[Document segment Boundary: Start]

The dire economic impacts of COVID-19, combined with historically low interest rates and the social costs of austerity, have spurred governments to make unprecedented economic interventions. As they shift emphasis from economic stability to the goal of building back better, there is scope to catalyse an inclusive and green recovery that delivers broad societal benefits, meeting the imperatives of the Paris Agreement and the 2030 Agenda for Sustainable Development.39 While this form of recovery may require the next wave of fiscal support to be more conditional than the support that has been seen to date, it also behoves businesses in all sectors and of all sizes to ensure that sustainability is a core pillar of their recovery and new positioning.
Against this backdrop, new partnerships can be forged. Under the right governance frameworks, especially in the realm of data privacy, big tech can work with governments to strengthen resilience, enhance efficiencies and deliver new targeted services such as accessible finance products for disadvantaged groups (see Chapter 1, Global Risks 2021). Technology-based services can help to create new business ecosystems and level up opportunities, closing digital divides. Large companies can help smaller ones in their value chain to set sustainability objectives, formulate standards and measure progress.40
The transformation of businesses and industries requires agile and distributed workforces, hybrid working options, and comprehensive reskilling and upskilling of employees.41 Companies will need to rethink their physical space and organizational design as they transition employees into new roles and navigate the opportunities of automation and digitalization—without reinforcing the systemic inequalities laid bare by COVID-19.

[Document segment Boundary: End]
[Data excerpts Boundary: Start]

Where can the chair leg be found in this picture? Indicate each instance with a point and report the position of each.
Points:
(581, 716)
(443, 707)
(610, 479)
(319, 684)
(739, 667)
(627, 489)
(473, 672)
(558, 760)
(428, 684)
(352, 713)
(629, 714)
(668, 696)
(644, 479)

[Data excerpts Boundary: End]

Questions —
1/ Using the passage on the COVID-19 economic recovery, decide whether each statement agrees with it: (a) interest rates are described as historically low; (b) big tech can work with governments without any governance frameworks; (c) only large companies need to make sustainability a core pillar of their recovery. Answer yes or no for each, and quote the words of the passage that decide it.
2/ Extend the passage on the COVID-19 economic recovery with another paragraph that begins after its final sentence.

Answers —
1/
(a) Yes: "historically low interest rates"
(b) No: "Under the right governance frameworks, especially in the realm of data privacy, big tech can work with governments"
(c) No: "it also behoves businesses in all sectors and of all sizes to ensure that sustainability is a core pillar of their recovery"

2/
These opportunities can help deliver on the promise of multistakeholder capitalism—facilitating a shared and sustained value creation that strengthens a company’s long-term prosperity. Businesses that reflect societal values, with clarity of purpose not merely empty rhetoric, can support a broad-based and sustainable economic recovery and growth, as well as the strengthening of societal trust and reduction of inequality. Such outcomes are critical for meeting current and future crises.